Could you rewrite the records below with every "outline" changed to "polygon" and nothing else altered?

**Labeled region records:**
►

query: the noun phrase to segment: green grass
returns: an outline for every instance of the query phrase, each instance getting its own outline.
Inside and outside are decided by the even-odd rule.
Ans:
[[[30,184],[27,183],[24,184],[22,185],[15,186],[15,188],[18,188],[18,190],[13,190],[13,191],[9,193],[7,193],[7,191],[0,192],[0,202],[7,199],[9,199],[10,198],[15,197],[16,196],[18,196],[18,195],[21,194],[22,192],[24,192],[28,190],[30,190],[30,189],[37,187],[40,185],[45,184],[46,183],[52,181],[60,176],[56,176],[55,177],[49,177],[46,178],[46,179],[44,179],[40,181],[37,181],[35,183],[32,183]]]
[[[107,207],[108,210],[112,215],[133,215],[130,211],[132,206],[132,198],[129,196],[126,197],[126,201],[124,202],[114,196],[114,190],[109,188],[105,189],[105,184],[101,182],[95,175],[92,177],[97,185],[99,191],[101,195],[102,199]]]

◄

**Written solution:**
query: the noun phrase to segment: green grass
returns: an polygon for every instance of the query phrase, each instance getting its own polygon.
Inside and outside are decided by the even-odd rule.
Ans:
[[[30,184],[27,183],[24,184],[22,185],[15,186],[15,188],[18,188],[18,190],[13,190],[13,191],[9,193],[7,193],[7,191],[0,192],[0,202],[7,199],[9,199],[10,198],[15,197],[16,196],[18,196],[18,195],[21,194],[22,192],[24,192],[28,190],[30,190],[30,189],[37,187],[40,185],[45,184],[46,183],[52,181],[60,176],[56,176],[55,177],[49,177],[46,178],[46,179],[44,179],[40,181],[37,181],[35,183],[32,183]]]
[[[107,207],[108,210],[112,215],[133,215],[130,211],[132,206],[132,198],[129,196],[126,197],[126,201],[124,202],[114,196],[114,190],[109,188],[105,189],[105,184],[101,182],[95,175],[92,177],[97,185],[99,191],[101,195],[102,199]]]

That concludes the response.